— Problem —
Find every line in the material containing the string "dark" and copy each one out.

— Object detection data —
— begin —

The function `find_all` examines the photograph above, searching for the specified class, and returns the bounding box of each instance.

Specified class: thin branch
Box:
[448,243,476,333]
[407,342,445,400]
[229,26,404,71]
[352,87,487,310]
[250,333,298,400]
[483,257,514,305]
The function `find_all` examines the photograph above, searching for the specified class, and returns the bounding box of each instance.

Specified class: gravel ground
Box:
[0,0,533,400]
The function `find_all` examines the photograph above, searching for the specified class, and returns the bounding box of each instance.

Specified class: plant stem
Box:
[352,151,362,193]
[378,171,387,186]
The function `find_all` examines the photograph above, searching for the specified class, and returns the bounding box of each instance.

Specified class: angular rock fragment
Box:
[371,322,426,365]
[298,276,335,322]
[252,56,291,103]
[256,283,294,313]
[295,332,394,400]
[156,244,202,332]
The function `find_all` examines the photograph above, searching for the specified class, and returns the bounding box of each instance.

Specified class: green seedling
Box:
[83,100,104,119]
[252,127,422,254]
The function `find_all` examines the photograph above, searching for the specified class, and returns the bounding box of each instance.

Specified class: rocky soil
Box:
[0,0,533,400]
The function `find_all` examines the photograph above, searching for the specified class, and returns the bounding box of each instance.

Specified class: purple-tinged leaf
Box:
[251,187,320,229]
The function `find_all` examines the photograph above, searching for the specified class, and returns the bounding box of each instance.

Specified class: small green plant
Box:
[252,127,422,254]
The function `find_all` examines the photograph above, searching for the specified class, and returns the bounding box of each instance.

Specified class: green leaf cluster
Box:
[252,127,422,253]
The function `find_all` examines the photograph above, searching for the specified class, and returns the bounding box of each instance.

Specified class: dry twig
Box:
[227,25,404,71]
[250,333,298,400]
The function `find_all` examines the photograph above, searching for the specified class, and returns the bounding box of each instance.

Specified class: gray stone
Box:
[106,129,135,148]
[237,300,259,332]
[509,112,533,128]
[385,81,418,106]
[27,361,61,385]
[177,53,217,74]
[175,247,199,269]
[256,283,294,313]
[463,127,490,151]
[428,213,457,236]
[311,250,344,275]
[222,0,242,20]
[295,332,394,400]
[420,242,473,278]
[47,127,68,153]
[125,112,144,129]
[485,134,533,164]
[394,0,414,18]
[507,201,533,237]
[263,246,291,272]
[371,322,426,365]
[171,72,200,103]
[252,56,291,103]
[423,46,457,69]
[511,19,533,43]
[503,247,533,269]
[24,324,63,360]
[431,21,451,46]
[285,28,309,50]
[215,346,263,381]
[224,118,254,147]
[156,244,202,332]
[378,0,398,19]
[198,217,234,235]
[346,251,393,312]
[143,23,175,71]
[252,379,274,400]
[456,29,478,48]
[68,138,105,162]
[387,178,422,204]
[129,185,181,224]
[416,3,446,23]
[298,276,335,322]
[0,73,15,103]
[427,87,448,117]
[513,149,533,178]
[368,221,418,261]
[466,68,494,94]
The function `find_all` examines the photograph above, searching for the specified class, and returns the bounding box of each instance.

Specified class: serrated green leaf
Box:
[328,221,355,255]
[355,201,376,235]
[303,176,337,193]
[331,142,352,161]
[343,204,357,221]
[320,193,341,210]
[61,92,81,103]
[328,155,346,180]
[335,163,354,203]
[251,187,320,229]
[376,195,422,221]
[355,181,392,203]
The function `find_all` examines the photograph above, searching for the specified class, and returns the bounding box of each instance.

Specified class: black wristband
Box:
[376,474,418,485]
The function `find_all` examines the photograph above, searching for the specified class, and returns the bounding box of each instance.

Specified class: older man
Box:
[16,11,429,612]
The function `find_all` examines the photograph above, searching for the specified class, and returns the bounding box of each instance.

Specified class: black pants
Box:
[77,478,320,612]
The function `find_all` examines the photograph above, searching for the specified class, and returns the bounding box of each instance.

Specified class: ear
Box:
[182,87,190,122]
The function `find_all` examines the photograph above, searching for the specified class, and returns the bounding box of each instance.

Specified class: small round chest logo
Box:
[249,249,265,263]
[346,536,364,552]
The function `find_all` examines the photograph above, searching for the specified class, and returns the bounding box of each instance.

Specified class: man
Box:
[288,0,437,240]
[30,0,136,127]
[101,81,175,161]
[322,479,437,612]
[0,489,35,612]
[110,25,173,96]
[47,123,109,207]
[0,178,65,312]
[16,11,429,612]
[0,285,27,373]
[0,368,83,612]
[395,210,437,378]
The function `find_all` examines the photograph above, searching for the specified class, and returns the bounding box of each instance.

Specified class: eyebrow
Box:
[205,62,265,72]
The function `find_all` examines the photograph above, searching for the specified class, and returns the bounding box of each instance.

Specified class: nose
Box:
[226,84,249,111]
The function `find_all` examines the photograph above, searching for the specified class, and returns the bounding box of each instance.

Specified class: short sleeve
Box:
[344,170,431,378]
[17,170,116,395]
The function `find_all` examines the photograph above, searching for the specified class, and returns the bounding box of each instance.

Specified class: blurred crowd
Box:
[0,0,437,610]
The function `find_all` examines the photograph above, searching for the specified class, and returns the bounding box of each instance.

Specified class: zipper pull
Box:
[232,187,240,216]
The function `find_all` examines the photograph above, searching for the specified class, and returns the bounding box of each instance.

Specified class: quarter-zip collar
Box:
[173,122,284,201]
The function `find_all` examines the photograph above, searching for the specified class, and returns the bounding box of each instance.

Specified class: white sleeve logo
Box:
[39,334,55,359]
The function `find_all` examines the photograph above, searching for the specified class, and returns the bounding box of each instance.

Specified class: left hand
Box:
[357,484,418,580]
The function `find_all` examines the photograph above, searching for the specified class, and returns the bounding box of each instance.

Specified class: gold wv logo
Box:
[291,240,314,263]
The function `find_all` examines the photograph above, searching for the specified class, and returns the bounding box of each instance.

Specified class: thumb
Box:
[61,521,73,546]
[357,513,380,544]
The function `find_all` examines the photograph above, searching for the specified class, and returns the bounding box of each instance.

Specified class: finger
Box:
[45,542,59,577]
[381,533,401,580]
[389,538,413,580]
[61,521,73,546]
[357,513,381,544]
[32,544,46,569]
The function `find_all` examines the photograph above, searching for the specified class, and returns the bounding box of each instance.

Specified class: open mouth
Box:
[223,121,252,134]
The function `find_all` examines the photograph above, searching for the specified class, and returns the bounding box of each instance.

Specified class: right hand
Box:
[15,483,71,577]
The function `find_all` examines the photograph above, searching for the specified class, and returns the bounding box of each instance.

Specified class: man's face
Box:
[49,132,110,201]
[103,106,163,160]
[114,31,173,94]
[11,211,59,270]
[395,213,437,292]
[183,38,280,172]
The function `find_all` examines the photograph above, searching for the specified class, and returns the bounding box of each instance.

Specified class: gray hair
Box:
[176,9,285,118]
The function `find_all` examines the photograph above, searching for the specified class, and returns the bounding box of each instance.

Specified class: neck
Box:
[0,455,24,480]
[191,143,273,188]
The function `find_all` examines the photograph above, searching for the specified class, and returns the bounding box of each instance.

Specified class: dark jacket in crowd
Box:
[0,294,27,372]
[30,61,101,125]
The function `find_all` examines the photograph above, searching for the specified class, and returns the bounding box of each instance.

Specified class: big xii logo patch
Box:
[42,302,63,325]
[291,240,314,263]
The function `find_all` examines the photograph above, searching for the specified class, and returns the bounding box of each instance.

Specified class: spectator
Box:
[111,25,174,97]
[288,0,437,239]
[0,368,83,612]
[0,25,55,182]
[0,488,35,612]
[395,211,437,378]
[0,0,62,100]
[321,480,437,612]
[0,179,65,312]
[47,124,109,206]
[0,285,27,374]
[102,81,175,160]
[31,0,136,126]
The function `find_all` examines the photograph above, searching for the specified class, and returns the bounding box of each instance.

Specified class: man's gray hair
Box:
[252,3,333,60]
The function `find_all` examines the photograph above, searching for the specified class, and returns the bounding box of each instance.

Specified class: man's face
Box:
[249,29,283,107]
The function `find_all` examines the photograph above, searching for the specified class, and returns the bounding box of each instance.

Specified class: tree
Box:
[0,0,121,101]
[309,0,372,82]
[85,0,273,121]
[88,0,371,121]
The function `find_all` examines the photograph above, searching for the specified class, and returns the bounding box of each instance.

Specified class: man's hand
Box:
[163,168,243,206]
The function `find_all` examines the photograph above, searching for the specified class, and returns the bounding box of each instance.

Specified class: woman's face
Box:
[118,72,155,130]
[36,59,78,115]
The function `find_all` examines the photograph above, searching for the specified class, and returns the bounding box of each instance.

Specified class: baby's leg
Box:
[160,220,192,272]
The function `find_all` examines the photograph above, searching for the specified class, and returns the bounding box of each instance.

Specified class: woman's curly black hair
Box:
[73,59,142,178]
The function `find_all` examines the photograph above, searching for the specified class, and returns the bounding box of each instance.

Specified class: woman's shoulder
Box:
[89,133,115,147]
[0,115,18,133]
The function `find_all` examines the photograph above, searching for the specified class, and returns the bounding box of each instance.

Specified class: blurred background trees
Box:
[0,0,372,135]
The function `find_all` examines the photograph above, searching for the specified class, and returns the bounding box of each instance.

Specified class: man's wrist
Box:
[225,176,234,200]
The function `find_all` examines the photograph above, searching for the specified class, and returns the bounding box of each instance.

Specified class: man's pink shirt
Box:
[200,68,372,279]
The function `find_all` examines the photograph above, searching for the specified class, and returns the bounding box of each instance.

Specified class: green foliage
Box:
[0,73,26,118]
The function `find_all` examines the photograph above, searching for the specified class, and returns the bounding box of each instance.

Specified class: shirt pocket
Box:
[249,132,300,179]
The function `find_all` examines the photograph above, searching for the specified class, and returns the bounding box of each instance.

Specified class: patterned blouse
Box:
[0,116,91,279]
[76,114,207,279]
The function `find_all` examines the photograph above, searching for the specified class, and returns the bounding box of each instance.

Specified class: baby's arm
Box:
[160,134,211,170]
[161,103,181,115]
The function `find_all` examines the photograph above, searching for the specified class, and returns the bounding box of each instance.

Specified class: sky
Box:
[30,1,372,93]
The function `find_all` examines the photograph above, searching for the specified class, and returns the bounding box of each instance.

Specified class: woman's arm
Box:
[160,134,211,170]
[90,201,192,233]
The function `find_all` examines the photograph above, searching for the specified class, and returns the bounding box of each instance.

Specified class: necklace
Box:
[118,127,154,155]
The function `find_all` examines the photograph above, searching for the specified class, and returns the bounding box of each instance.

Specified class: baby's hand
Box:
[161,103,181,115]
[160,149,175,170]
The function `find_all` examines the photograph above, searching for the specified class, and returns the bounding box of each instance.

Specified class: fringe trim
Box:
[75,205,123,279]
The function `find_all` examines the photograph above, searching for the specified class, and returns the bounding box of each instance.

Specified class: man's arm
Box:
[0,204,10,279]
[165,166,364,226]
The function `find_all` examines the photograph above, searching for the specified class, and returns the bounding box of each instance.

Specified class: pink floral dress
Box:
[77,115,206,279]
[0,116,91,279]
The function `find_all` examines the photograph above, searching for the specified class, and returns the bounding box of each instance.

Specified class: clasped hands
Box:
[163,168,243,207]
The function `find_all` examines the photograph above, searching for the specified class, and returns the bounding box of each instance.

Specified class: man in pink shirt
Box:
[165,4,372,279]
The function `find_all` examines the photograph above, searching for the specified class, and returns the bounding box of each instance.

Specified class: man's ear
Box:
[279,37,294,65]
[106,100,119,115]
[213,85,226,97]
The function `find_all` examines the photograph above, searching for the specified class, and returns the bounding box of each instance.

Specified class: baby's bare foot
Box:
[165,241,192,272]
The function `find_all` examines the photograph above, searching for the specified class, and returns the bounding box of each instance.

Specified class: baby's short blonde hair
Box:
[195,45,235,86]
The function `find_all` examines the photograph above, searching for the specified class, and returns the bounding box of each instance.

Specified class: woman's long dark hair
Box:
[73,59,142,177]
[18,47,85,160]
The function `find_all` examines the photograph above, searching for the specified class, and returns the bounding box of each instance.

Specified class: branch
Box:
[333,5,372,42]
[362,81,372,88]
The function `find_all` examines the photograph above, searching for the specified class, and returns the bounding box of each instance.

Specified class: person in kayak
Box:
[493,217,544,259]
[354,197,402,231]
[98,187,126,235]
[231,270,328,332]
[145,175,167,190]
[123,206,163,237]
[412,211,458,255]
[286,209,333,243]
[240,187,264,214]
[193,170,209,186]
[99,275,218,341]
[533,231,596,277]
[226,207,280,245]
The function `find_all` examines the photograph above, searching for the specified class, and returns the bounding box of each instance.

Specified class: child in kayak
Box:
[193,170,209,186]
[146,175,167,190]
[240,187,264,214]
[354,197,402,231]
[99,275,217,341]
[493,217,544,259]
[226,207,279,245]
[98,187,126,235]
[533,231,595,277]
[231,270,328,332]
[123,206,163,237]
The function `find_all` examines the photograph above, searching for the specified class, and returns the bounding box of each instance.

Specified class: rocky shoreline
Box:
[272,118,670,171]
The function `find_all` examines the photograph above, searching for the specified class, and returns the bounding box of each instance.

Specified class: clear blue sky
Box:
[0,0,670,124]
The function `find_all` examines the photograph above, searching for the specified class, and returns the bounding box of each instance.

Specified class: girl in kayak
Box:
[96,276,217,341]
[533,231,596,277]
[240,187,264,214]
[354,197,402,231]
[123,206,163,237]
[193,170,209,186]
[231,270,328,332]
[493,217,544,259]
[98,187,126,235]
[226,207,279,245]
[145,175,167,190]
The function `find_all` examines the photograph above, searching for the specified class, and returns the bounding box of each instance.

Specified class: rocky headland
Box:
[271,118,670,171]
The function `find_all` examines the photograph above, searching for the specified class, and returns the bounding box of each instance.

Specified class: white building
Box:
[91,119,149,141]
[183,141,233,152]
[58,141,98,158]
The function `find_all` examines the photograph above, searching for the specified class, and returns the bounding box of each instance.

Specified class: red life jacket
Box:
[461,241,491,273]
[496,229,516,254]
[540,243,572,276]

— end —

— The result —
Specified class: dark jacket in crowd
Specified class: woman's long dark hair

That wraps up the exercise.